=== Your objective ===
Filter the listing below down to the lines that contain the string "green", and copy each matching line unchanged.

=== Information shown ===
----

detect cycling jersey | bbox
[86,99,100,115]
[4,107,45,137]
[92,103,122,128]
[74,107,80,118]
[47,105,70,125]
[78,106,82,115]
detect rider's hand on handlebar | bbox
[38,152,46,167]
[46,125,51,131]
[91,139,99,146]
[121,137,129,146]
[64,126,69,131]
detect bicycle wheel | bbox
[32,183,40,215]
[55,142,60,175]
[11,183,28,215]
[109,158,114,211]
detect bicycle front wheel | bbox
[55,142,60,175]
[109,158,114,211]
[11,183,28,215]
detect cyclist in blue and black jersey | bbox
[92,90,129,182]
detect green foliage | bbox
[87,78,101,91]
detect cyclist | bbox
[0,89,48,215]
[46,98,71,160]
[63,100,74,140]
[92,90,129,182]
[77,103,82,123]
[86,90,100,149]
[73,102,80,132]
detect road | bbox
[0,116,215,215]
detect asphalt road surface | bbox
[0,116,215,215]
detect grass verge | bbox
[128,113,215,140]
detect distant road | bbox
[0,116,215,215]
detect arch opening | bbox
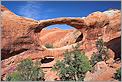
[41,56,54,64]
[106,37,121,59]
[40,24,83,48]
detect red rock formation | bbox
[1,6,121,80]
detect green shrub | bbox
[52,43,91,81]
[91,39,109,65]
[7,59,44,81]
[45,43,54,48]
[115,68,121,81]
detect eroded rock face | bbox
[1,6,121,80]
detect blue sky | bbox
[2,1,121,29]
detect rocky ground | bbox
[1,6,121,81]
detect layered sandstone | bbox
[1,6,121,81]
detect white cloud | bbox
[18,1,47,19]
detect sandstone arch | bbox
[1,6,109,59]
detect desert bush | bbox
[91,39,109,65]
[45,43,54,48]
[7,59,44,81]
[115,68,121,81]
[52,43,91,81]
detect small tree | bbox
[115,68,121,81]
[52,43,91,81]
[7,59,44,81]
[45,43,54,48]
[91,39,109,65]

----

=== The output ===
detect green foliage | bbox
detect green shrub | bbox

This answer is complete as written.